Tasks to carry out:
(a) Answer these questions about the plot summary:
(i) Who is the head doctor at the Swiss psychiatric hospital?
(ii) What does the experimental treatment that kills Helen involve?
(iii) Who ghostwrote Andrew Bevel's autobiography?
(b) From the plot summary, output the passage that begins at the words "Anticipating the crash" and stops after "funding economic-relief efforts.", copied word for word.

Selected passage:
###

Anticipating the crash of 1929, Rask shorts the market and profits immensely while the country suffers. The media accuse him of rigging the crash; he remains callous to the nationwide hardship of the Great Depression. While the Rasks become pariahs in society, Rask becomes a god on Wall Street. Ostracized by her artist friends and racked by guilt over her husband’s role in the crash, Helen throws herself into organizing and funding economic-relief efforts.
Helen’s mental health declines; she worries she’s succumbing to the same illness as her father. Eventually she requests to be committed to the same Swiss psychiatric hospital as her father. Under the head doctor, Dr. Frahm, she improves with an untraditional holistic treatment. Rask dislikes the doctor and his treatment because he doesn’t understand either. After Helen discovers his secret plan to have her transferred to another facility under his control, she rapidly deteriorates. Rask fires Dr. Frahm and brings in his own doctors, who perform an experimental treatment based on preliminary research. The treatment, which involves chemically inducing convulsions, kills Helen.
Rask returns to New York, where he realizes his wife’s death did little to change his life. Though he continues investing, he never replicates the profits of his golden years. He returns to the solitary, dispassionate life he led as a bachelor, convinced that he made a sincere attempt at living a life outside of investing.
The narrative switches to Andrew Bevel’s autobiography, ghostwritten by Ida Partenza. It appears unfinished: Bevel dies before they complete it.

###

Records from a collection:

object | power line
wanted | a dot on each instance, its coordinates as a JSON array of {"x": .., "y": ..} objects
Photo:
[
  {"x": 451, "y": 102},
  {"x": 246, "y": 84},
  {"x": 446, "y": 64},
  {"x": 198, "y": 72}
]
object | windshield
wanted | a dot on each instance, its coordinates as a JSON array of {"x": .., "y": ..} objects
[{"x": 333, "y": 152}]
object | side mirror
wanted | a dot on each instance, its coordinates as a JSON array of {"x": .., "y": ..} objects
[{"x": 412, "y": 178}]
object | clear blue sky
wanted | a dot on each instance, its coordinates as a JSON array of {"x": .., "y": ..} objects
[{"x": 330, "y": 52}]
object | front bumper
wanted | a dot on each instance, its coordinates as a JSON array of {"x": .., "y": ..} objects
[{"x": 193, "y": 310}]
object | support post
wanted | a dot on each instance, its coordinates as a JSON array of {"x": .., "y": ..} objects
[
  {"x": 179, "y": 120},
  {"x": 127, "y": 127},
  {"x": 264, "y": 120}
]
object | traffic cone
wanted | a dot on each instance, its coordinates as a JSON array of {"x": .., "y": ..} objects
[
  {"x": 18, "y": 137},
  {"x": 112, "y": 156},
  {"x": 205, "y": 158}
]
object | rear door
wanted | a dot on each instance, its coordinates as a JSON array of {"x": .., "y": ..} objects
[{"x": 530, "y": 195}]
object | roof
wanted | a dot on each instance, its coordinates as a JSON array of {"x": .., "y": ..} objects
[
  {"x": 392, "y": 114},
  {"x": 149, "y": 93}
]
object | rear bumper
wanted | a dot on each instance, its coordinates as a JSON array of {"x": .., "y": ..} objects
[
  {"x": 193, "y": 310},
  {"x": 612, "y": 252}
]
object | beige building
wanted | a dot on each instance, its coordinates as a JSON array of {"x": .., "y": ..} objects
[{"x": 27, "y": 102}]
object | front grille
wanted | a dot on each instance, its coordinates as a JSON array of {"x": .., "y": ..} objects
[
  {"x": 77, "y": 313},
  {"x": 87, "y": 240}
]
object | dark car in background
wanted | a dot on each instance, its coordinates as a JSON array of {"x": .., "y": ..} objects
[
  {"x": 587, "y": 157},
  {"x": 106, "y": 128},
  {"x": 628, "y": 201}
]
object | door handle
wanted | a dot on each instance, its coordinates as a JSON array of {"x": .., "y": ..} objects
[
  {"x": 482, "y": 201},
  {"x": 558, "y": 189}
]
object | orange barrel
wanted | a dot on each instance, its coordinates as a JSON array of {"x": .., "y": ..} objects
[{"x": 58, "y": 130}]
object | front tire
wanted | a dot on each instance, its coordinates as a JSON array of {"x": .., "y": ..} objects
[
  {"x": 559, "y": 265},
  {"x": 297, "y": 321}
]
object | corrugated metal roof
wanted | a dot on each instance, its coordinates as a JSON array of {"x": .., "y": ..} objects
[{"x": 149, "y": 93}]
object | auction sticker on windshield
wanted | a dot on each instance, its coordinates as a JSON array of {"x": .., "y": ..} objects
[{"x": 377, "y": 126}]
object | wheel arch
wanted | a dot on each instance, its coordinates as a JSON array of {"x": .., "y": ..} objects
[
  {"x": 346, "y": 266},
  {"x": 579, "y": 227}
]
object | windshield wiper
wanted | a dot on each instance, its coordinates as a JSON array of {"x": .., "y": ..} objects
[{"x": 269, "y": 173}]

###

Outputs in order:
(a)
(i) Dr. Frahm
(ii) Chemically inducing convulsions
(iii) Ida Partenza

(b)
Anticipating the crash of 1929, Rask shorts the market and profits immensely while the country suffers. The media accuse him of rigging the crash; he remains callous to the nationwide hardship of the Great Depression. While the Rasks become pariahs in society, Rask becomes a god on Wall Street. Ostracized by her artist friends and racked by guilt over her husband’s role in the crash, Helen throws herself into organizing and funding economic-relief efforts.